■ **THE PROBLEM**
Present the rows below as a numbered list, from the line containing "compound leaf -> masks, every instance" through the line containing "[[[175,0],[172,7],[236,55],[254,59],[278,56],[278,0]]]", both included, and omit blank lines.

"""

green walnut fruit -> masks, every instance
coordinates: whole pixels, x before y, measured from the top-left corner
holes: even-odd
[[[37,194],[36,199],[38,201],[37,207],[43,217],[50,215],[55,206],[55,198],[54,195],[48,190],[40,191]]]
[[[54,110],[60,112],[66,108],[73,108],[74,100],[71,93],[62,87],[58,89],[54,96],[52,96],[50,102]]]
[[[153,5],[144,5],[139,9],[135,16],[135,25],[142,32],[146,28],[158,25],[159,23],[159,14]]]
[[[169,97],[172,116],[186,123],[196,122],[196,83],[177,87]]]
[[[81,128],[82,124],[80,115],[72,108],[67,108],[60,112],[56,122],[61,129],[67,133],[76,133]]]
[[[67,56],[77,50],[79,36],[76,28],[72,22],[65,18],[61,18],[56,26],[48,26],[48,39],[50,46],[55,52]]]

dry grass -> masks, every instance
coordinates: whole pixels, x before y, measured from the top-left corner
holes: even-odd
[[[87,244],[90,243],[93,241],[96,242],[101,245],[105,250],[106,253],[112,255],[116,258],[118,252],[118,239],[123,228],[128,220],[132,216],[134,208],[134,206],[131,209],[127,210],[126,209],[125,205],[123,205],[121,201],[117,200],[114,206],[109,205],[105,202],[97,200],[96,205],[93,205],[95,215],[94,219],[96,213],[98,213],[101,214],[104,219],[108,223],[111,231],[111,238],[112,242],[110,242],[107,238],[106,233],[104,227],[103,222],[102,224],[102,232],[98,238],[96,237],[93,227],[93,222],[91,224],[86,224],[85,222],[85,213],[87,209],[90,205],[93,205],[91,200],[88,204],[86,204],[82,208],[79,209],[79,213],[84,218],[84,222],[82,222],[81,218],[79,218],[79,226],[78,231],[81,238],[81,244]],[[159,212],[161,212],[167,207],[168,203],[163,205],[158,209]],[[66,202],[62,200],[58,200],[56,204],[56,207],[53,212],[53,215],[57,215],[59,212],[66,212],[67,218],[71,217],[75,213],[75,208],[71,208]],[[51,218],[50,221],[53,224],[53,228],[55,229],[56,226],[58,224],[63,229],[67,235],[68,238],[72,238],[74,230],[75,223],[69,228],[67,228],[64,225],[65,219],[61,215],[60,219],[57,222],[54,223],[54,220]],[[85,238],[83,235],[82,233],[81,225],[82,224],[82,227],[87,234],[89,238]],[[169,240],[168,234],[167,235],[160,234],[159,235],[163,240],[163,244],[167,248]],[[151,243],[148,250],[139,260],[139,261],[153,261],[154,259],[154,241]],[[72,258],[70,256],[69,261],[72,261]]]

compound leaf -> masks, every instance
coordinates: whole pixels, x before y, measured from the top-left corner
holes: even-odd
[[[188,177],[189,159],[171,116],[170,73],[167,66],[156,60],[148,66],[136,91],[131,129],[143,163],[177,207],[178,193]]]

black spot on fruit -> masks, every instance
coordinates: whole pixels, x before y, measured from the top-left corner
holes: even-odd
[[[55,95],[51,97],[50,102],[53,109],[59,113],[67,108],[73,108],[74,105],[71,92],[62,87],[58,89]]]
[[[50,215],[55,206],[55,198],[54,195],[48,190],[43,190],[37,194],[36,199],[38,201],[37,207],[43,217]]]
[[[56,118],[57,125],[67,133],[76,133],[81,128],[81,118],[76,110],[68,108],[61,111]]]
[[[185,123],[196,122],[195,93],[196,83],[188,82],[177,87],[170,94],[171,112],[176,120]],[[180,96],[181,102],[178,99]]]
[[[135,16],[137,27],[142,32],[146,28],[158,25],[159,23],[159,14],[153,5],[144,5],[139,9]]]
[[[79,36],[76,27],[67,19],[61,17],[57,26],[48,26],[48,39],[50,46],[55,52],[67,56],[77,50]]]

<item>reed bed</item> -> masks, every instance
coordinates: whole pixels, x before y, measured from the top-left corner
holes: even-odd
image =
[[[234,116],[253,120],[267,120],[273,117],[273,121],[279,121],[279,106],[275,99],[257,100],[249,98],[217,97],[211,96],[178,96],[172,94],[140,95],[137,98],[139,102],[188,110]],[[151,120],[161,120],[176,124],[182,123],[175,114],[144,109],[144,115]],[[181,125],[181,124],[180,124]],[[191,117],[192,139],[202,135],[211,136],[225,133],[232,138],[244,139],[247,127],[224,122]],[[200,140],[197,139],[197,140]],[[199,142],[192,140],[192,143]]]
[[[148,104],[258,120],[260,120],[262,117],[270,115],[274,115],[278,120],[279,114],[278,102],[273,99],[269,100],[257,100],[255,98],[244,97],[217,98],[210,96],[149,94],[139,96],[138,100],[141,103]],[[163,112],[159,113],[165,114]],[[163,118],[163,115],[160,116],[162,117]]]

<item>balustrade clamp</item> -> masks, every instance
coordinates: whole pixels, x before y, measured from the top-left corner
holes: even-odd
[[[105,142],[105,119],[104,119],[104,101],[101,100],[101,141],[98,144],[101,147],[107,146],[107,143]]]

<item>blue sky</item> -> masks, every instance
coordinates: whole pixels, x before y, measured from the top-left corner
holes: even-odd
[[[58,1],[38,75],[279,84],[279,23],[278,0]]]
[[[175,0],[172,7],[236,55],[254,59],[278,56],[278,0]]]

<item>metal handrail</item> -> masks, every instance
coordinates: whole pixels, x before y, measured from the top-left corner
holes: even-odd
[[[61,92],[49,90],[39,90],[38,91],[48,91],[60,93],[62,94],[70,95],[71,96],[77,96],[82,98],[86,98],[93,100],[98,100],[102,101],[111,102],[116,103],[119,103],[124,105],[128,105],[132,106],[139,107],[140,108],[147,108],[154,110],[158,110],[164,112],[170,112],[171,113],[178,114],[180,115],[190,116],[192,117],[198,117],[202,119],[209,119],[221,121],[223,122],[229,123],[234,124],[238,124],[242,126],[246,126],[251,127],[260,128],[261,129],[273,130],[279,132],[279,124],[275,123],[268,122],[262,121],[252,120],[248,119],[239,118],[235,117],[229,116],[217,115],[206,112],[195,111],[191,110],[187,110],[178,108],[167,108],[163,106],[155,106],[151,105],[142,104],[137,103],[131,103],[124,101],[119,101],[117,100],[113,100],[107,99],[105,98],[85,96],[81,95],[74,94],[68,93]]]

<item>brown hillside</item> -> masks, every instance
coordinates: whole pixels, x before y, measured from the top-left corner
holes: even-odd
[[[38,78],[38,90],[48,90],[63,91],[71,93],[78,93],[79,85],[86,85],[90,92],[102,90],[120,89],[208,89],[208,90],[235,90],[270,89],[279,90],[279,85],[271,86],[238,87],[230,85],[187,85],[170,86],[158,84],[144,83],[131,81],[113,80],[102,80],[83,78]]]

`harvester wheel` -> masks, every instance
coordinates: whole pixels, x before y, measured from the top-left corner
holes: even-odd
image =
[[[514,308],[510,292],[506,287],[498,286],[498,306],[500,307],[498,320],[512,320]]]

"""

■ **ANSWER FOR THE TASK**
1. compound leaf -> masks, every instance
2. coordinates: whole pixels, x before y, measured from the top-left corner
3. holes: even-odd
4. [[[188,177],[189,159],[171,116],[170,73],[167,66],[156,60],[148,66],[136,91],[131,129],[143,163],[177,207],[178,193]]]
5. black spot on fruit -> masks, every instance
6. coordinates: whole pixels, x before y, measured from the top-left corner
7. holes: even-odd
8. [[[55,95],[51,97],[50,102],[53,109],[59,113],[67,108],[73,108],[74,105],[71,92],[62,87],[58,89]]]
9. [[[50,215],[55,206],[55,198],[54,195],[48,190],[43,190],[37,194],[36,199],[38,201],[37,207],[43,217]]]
10. [[[56,118],[57,125],[67,133],[76,133],[81,128],[81,118],[76,110],[68,108],[61,111]]]
11. [[[185,123],[196,122],[195,93],[196,83],[188,82],[177,87],[170,94],[171,112],[176,120]],[[180,96],[181,102],[178,99]]]
12. [[[135,16],[137,27],[142,32],[146,28],[158,25],[159,23],[159,14],[153,5],[144,5],[139,9]]]
13. [[[79,36],[76,27],[67,19],[61,17],[57,26],[48,26],[48,39],[50,46],[55,52],[67,56],[77,50]]]
14. <item>reed bed</item> -> masks, every instance
15. coordinates: whole pixels, x before y, measured from the top-left corner
16. holes: even-odd
17. image =
18. [[[234,116],[253,120],[267,120],[273,117],[273,121],[279,121],[279,106],[275,99],[257,100],[249,98],[217,97],[211,96],[178,96],[172,94],[140,95],[137,98],[139,102],[188,110]],[[151,120],[161,120],[176,124],[182,123],[175,114],[144,109],[144,115]],[[181,125],[181,124],[180,124]],[[191,117],[192,139],[202,135],[211,136],[225,133],[232,138],[244,139],[247,127],[224,122]],[[200,140],[197,139],[197,140]],[[199,142],[192,140],[192,143]]]
19. [[[148,104],[258,120],[260,120],[262,117],[270,115],[274,115],[278,120],[279,114],[278,102],[273,99],[269,100],[257,100],[255,98],[244,97],[217,98],[210,96],[149,94],[139,96],[138,100],[141,103]],[[163,112],[159,113],[165,114]],[[163,118],[163,115],[160,116],[162,117]]]
20. <item>balustrade clamp</item> -> masks, every instance
21. coordinates: whole pixels, x before y, measured from the top-left corner
22. holes: even-odd
23. [[[105,142],[105,119],[104,119],[104,101],[101,100],[101,141],[98,144],[101,147],[107,146],[107,143]]]
24. <item>blue sky</item> -> masks, every instance
25. coordinates: whole pixels, x before y, measured from the top-left corner
26. holes: even-odd
27. [[[58,1],[38,75],[279,84],[279,23],[278,0]]]
28. [[[175,0],[172,7],[236,55],[254,59],[278,56],[278,0]]]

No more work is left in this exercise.